**WORK TO COMPLETE**
Repeat exactly the lines below that lie between the line with "fluffed-up sparrow in the photograph above." and the line with "head in the photograph above.", counting both of those lines as part of the answer.

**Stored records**

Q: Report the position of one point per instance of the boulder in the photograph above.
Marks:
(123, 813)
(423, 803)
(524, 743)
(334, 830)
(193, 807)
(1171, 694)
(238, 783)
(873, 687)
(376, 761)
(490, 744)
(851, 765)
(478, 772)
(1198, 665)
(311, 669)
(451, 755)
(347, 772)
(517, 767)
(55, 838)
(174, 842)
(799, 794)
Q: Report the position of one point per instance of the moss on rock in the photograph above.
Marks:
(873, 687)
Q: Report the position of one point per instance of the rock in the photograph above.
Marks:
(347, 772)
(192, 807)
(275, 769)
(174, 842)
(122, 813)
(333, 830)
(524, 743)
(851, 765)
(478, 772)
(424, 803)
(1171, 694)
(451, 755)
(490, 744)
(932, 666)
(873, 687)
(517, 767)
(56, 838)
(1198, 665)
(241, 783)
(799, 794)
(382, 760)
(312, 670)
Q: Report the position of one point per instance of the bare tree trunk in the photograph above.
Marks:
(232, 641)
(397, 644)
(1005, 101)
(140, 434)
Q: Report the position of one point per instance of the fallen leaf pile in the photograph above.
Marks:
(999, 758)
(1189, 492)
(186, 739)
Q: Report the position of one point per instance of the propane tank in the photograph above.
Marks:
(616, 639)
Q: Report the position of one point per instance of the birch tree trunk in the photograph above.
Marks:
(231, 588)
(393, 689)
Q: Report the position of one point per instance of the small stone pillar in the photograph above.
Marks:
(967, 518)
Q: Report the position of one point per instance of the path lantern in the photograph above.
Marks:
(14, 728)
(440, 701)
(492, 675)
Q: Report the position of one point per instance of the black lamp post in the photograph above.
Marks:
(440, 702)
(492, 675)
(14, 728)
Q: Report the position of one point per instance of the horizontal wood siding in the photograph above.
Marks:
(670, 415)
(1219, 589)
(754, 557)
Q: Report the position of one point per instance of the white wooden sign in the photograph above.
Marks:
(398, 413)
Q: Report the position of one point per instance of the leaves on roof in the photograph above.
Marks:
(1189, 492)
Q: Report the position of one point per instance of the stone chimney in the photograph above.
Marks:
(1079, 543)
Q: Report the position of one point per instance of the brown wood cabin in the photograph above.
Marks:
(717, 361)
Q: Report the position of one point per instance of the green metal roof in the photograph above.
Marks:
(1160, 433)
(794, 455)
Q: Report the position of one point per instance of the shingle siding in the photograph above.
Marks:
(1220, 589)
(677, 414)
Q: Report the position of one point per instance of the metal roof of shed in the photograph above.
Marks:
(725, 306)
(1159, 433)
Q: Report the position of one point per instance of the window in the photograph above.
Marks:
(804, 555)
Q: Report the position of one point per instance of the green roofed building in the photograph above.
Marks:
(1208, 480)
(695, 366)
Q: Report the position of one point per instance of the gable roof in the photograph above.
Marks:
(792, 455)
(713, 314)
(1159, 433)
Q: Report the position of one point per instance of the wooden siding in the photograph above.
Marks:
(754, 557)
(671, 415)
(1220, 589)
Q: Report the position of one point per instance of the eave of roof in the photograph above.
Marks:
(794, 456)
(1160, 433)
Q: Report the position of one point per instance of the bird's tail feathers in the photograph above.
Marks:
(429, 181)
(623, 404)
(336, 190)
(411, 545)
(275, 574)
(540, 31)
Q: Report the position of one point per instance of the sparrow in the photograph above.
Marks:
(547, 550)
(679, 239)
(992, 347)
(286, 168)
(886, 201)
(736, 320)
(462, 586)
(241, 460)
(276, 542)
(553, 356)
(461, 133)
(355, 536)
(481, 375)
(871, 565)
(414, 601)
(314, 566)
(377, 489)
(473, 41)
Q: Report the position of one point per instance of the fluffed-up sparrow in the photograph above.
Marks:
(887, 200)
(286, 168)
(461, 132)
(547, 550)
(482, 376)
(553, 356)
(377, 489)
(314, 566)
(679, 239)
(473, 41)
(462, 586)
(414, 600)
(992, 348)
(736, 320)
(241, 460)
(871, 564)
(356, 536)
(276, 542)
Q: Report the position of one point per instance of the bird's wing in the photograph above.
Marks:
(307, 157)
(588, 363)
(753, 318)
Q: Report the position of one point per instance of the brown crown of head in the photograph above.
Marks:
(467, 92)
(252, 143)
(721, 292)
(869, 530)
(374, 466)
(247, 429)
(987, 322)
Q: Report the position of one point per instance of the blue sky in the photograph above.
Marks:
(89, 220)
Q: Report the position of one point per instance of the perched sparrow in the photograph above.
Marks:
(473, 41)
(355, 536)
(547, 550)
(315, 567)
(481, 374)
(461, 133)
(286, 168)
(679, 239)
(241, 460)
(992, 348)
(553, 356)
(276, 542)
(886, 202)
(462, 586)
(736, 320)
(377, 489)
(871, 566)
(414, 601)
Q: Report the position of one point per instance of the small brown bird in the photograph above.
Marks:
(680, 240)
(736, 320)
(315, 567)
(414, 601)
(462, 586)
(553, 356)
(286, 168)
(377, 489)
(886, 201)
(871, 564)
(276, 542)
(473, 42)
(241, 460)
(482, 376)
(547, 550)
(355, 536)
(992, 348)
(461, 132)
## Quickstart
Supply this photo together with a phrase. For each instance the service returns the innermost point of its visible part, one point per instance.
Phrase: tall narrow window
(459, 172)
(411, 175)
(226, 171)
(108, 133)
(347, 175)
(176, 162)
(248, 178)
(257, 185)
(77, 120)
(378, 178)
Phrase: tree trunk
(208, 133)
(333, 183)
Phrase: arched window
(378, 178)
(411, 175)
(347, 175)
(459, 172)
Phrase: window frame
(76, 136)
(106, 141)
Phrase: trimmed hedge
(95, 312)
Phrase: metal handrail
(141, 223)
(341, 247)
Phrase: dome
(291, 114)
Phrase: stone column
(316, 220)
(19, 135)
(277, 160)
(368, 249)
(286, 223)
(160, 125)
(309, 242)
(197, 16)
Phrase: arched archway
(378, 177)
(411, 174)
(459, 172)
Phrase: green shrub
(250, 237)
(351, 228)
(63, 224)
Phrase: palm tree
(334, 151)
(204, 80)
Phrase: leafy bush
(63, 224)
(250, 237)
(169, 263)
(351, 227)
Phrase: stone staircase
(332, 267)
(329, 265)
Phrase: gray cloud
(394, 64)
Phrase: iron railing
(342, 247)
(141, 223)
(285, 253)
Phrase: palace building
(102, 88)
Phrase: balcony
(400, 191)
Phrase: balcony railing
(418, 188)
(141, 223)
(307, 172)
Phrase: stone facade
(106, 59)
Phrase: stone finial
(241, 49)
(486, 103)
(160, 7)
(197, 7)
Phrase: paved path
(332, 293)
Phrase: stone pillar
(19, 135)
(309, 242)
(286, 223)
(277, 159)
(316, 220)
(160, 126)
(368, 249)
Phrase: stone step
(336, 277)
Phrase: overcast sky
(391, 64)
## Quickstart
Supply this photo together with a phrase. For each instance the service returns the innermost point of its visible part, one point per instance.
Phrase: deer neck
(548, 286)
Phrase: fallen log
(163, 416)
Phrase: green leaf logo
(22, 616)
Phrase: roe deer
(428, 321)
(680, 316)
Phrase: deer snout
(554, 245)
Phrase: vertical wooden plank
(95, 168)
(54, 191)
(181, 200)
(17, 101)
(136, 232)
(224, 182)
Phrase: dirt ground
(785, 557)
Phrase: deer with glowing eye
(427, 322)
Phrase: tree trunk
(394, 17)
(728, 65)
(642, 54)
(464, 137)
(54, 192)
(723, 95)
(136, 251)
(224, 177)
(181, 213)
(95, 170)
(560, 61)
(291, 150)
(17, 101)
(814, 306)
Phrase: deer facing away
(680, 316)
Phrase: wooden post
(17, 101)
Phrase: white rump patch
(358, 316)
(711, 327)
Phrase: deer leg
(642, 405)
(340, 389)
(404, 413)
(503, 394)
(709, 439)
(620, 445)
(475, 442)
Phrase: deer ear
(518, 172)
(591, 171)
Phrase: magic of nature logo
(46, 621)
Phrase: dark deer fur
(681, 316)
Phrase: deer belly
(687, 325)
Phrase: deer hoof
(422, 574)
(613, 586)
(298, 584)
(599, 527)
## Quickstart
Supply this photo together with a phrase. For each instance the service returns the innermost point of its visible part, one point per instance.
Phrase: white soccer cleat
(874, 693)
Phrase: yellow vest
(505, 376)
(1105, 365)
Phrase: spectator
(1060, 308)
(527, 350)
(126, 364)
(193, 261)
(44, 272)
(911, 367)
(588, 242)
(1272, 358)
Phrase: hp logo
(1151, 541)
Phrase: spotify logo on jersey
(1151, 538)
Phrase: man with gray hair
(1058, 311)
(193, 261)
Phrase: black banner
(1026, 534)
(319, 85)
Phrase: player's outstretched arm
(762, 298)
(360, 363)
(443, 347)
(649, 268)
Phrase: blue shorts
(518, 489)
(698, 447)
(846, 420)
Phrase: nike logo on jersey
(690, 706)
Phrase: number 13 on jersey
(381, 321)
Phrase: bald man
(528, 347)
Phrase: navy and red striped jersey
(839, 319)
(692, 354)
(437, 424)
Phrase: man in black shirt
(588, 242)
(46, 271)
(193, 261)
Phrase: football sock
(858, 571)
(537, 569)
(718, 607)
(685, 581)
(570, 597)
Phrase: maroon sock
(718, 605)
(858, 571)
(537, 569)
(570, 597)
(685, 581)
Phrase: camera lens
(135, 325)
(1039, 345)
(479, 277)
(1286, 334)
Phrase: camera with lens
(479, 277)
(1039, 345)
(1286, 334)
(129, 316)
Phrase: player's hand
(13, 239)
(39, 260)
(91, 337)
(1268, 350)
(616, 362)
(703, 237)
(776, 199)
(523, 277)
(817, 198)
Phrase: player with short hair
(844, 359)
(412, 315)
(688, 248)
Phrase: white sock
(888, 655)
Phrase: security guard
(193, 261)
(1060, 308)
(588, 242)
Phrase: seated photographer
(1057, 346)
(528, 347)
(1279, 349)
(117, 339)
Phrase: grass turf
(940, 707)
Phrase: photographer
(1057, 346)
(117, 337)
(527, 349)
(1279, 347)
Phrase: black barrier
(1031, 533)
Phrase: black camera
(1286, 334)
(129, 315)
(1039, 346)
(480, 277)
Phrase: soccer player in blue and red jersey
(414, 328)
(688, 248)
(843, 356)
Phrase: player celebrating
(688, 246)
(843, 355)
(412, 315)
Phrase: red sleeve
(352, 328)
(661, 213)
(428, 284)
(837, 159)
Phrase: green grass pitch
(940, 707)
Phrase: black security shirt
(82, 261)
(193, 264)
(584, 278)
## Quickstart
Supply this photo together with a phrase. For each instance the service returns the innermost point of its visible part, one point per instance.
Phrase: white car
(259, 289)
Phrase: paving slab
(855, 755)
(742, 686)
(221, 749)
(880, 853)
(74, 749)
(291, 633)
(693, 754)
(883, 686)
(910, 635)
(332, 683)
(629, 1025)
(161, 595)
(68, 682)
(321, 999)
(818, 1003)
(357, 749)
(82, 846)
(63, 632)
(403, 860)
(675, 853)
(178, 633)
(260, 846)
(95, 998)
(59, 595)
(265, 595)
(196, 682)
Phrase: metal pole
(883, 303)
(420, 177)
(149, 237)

**COMPLETED EXERCISE**
Q: Report the position of one point per instance of the fluffed-up sparrow in the photograph above.
Marks:
(887, 200)
(286, 168)
(461, 132)
(547, 550)
(482, 376)
(553, 356)
(377, 489)
(314, 566)
(679, 239)
(473, 41)
(462, 586)
(414, 600)
(992, 348)
(736, 320)
(241, 460)
(871, 564)
(356, 536)
(276, 542)
Q: Report the position of one point per instance of the bird's wing in the photograph above.
Marks:
(307, 157)
(588, 363)
(753, 318)
Q: Report the position of one point per instance of the brown crown of head in the photograph above.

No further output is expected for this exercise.